Excerpted passage below:
The diagnostic accuracies in the training set, after the four individual models had been integrated into a single model, improved to 69.3% and 63.5% in the male and female patient groups, respectively; however, when the model was applied to the test set, the accuracies decreased to 61.4% in the male patients and 52.2% in the female patients. The poor individual performance for voice was blamed, which led us to test an alternative integrated model by assigning a weight of half for voice. Although the new model showed almost the same diagnostic accuracy for the training set (68.9% in male patients and 62.3% in female patients), it clearly produced a greater accuracy in the test set (64.0% in male patients and 55.2% in female patients).

Although the resulting diagnostic power was not great, it was better than that of QSCCII[25], which is 51% and has been widely used for the diagnosis of SC type[37]. It may be difficult to directly compare our new method to QSCCII because QSCCII was developed using only questionnaire information and was tested on limited data collected from a single site; however, an individual’s response to qualitative questions on the four diagnostic components in the QSCCII could be subjective depending on his/her own point of view. It should be noted that the integrated model using quantitative data is superior in terms of validity and objectiveness.

A more desirable result was that a higher integrated SC score corresponded to a higher diagnostic accuracy, as shown in Figure2. Using a cut-off value for the integrated SC score, such as 1.6, the accuracies increased by 14.7% in male patients and by 4.6% in female patients in the test set.

The insufficient diagnostic accuracies can be explained as follows. First, we collected data from 23 different sites, which incurred the possibility that the data might still contain too many practitioners' subjective opinions. This fact could have affected the SC diagnostic accuracy, although the characteristics of the practitioners and the subjects were kept very strict. Evidence of there being different opinions among practitioners can be found in other research[38, 39].

Second, some of the variables that were extracted from face, body shape, voice, and questionnaire responses did not show clear differences among the SC types (see Additional files9,10,11,12,13,14,15,16,17,18,19 and20). This finding reveals that there still exists limitation to fully describing constitutional characteristics, as listed quantitatively in the SCM literature.

Third, because the Confucian culture of Korea has an influence on Korean women to modify their characteristics and their voices in talking, it is more difficult to obtain a diagnostic model in female patients than in male patients. The relatively low accuracies for questionnaire responses and voice partly explain this influence.

The proposed model was implemented in the form of a web-based prototype and is currently being tested in several clinics to get feedback from the practitioners. In the future, it will be necessary to collect more data on the TY type to complete the SC diagnostic model. Despite 2,973 samples being collected, only 1,075 samples were used, mainly due to a lack of featured extraction techniques and a lack of data quality control. It is necessary to develop an advanced technique for automatic feature extraction and to explore new feature variables for an improved diagnostic method. A different weighting method might be considered to properly reflect the importance of each diagnostic component. Furthermore, a future study may place emphasis on improving the performance for the groups which have poor diagnostic accuracies and sensitivities. At this point, we might need to analyze the typical subjects chosen by consensus from among SCM practitioners.

This study represents the first trial of integrating the objectification of SC diagnosis based on quantitative data and SCM practitioners’ holistic diagnostic processes. Although the diagnostic accuracy was not great, it is noted that the proposed diagnostic model represents common rules among practitioners who have various points of view. Our results are expected to contribute as a desirable research guide for objective diagnosis in traditional medicine, as well as to contribute to the precise diagnosis of SC types in an objective manner in clinical practice.
End of Excerpted passage.
Dataset records below:
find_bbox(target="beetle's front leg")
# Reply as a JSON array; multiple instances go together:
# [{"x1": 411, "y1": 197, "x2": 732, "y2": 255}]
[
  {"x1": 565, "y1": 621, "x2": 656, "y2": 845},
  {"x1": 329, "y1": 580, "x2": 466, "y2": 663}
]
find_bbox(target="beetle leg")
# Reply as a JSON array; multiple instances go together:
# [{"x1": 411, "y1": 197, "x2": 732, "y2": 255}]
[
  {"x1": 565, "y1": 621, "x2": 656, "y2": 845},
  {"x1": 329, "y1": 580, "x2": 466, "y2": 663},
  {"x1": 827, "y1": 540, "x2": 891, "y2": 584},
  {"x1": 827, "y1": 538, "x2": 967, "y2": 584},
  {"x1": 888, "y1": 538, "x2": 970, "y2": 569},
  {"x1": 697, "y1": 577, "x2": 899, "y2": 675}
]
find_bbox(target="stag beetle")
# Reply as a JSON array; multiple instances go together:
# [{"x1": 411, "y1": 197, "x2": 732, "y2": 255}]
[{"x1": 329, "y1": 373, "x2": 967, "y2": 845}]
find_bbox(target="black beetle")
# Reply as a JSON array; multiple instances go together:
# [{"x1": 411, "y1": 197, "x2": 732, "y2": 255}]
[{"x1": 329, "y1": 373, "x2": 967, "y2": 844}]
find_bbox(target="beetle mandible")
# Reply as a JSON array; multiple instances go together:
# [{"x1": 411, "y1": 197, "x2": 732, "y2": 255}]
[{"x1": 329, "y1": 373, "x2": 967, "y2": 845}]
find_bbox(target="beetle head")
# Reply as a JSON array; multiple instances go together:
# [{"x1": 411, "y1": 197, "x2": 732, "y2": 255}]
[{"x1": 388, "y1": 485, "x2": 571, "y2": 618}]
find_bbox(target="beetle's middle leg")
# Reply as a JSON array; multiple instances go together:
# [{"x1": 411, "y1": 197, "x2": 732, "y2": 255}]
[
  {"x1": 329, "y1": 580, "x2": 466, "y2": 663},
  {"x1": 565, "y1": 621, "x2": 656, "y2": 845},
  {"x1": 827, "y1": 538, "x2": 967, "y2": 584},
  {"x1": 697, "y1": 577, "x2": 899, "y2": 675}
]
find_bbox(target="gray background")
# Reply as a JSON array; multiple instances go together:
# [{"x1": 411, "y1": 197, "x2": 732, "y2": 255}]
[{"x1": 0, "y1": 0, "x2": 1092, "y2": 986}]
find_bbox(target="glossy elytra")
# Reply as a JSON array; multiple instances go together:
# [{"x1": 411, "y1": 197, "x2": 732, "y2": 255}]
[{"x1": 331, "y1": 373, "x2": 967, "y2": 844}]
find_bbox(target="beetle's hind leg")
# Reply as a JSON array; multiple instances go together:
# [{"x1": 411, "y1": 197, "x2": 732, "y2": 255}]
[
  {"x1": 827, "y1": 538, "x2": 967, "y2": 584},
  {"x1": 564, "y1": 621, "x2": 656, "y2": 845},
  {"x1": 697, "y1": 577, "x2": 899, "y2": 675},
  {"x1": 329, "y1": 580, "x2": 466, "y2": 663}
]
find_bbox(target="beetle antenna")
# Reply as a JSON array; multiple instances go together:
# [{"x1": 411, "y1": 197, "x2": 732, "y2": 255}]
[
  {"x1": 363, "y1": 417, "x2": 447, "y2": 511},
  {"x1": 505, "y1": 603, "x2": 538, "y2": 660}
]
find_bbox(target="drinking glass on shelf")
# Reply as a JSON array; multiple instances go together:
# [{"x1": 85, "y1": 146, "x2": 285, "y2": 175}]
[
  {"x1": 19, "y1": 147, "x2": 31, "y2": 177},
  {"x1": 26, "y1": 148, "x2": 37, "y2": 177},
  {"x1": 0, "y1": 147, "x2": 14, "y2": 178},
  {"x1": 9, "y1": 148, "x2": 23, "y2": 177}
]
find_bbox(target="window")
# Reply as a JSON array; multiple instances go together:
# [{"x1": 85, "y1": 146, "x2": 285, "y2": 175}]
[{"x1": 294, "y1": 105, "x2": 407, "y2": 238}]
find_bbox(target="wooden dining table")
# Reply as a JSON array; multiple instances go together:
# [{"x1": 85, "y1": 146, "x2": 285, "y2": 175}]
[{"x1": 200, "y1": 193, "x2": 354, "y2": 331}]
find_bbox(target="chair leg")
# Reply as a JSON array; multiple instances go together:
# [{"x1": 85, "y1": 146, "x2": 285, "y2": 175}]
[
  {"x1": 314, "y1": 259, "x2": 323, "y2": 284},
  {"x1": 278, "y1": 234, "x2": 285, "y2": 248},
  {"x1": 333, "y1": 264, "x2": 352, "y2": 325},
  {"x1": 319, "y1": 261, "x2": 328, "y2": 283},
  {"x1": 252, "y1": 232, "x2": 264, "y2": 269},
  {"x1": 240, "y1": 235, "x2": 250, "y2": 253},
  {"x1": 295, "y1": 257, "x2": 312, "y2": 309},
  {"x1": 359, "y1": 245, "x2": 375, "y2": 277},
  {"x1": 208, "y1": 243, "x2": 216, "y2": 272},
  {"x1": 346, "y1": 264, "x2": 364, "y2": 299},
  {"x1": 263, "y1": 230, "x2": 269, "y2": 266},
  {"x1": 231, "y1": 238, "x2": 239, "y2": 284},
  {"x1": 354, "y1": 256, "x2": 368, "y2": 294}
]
End of Dataset records.
## What you need to do:
Reproduce verbatim the part of the discussion of the SC diagnostic model that runs from "Second, some of" up to and including "the SCM literature.".

## Output of the task:
Second, some of the variables that were extracted from face, body shape, voice, and questionnaire responses did not show clear differences among the SC types (see Additional files9,10,11,12,13,14,15,16,17,18,19 and20). This finding reveals that there still exists limitation to fully describing constitutional characteristics, as listed quantitatively in the SCM literature.